A verbatim copy of every entry is required. Produce it now.

....

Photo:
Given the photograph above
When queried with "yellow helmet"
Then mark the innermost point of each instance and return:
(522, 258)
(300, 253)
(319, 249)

....

*Expected answer*
Photo:
Given the photograph above
When queried with "yellow helmet"
Then mark the innermost point of each instance and return:
(522, 258)
(300, 253)
(319, 249)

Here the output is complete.